------ Supplied text ------
Intel, Ubotica, and the European Space Agency launch “first AI-powered satellite”
Bringing Photoshop to space
Bringing Photoshop to space
Chipmaker Intel, computer vision startup Ubotica, and the European Space Agency have come together to launch a satellite into space.
They claim the PhiSat-1 is the first AI-powered satellite, using on-board computing and artificial intelligence to improve how it photographs the world.
The cubesat was launched in September aboard an Arianespace Vega rocket, after delays caused by COVID-19 and poor weather.
No need for the cloud
Satellite imagery has always had to contend with the fact that around 70 percent of the time there’s something in the way of a clear shot of the ground – clouds. Traditionally, satellites waste a huge amount of bandwidth, storage, and end-user time with images of clouds.
“The capability that sensors have to produce data increases by a factor of 100 every generation, while our capabilities to download data are increasing, but only by a factor of three, four, five per generation,” Gianluca Furano, data systems and onboard computing lead at the European Space Agency, explained.
The PhiSat-1 hopes to improve the situation by using AI to filter out cloud-covered images at the device level. In a three week test, the satellite beamed down every image it took across the visible, near-infrared, and thermal-infrared spectrums, but noted which images it would have discarded.
After checking the results, the ESA are now happy to proclaim the project a success. “We have just entered the history of space," Max Pastena, PhiSat officer at the ESA, said.
But before the team could send the satellite into space, it first had to ensure that the hardware would be able to cope. Normally, satellite processors are developed over several years to be radiation-hardened – but this means that they are often years or decades behind consumer equipment, and not suited for modern AI algorithms.
The group wanted to use Intel’s Movidius Myriad 2 Vision Processing Unit (VPU), but it was designed with ground-based applications in mind. To see if it could cope in space, the ESA took the chip to a particle accelerator at CERN and blasted it with radiation for 36 hours.
The chip survived, and passed two follow-up tests. This meant that the team now had a chip capable of AI, as well as of running multiple applications.
“Rather than having dedicated hardware in a satellite that does one thing, it’s possible to switch networks in and out,” Jonathan Byrne, head of the Intel Movidius technology office, said.
In addition to proving the viability of cloud detection, PhiSat-1 will help monitor polar ice and soil moisture, while also testing inter-satellite communication systems with a sister device, ahead of potentially building a network of federated satellites.
------ Information supplied ------
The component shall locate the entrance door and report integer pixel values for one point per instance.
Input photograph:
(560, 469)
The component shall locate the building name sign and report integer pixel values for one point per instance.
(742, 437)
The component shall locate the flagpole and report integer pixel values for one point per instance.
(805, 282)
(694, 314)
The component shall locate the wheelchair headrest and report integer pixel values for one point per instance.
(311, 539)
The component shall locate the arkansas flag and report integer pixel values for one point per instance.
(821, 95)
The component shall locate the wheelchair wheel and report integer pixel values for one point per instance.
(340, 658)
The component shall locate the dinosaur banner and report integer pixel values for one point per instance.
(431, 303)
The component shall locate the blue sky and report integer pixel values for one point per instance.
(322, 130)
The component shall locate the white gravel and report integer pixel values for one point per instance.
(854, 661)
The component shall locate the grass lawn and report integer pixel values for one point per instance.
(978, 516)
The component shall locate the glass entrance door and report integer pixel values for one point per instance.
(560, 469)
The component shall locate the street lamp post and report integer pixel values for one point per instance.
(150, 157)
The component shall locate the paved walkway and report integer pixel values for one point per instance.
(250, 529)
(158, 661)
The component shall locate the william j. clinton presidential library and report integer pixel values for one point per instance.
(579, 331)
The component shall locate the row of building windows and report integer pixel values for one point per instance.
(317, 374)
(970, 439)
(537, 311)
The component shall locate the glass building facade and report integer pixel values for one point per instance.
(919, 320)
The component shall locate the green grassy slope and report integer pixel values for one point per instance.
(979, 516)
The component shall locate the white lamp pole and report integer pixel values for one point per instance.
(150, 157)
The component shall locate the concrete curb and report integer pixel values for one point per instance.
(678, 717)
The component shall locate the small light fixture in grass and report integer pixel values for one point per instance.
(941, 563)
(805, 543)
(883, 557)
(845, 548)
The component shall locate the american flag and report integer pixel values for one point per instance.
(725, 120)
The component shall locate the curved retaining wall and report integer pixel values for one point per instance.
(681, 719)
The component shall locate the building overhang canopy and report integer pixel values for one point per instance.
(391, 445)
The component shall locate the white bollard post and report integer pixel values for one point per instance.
------
» **Work required**:
Answer from the PhiSat-1 article:
1. Around what percentage of the time do clouds block a clear view of the ground?
2. For how many hours was the chip exposed to radiation at CERN?
3. How long did the test last in which the satellite sent down every image it took?
These data were taken from a source separate from the text.

» **Answer to the exercise**:
1. Around 70 percent.
2. 36 hours.
3. Three weeks.